[Data records]
◇ ◇ ◇ ◇

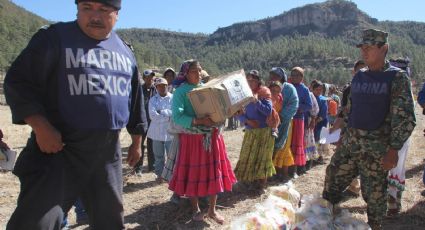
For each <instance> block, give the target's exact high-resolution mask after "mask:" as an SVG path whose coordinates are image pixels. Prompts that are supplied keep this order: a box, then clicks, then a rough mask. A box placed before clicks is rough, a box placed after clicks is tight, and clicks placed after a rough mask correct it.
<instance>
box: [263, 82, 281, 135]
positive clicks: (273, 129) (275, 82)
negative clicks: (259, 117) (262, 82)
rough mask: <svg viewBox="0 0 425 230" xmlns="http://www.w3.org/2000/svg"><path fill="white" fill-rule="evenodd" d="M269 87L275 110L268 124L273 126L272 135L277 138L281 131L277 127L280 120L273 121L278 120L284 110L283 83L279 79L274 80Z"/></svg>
mask: <svg viewBox="0 0 425 230" xmlns="http://www.w3.org/2000/svg"><path fill="white" fill-rule="evenodd" d="M269 89H270V92H271V94H272V95H271V98H272V104H273V111H272V115H271V116H269V118H268V119H267V124H268V125H269V127H270V128H272V136H273V137H275V138H277V137H278V135H279V131H278V129H277V126H278V125H279V123H280V122H273V121H276V120H279V121H280V119H279V113H280V111H281V110H282V102H283V96H282V83H280V82H278V81H272V82H270V84H269Z"/></svg>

◇ ◇ ◇ ◇

[Assignment]
Could you find each line in the entries that contains the string "clicks" and copy it?

[Exercise solution]
For each <instance> block, give the target's exact high-resolution mask after "mask:" as an SVG path whose coordinates are image pixels. Prompts that are supplied keep this order: a box, then clicks, then a rough mask. A box placed before clicks is rough, a box placed after clicks is tight, and clicks placed after a rough mask correct it.
positive clicks: (273, 129) (275, 82)
negative clicks: (259, 117) (262, 82)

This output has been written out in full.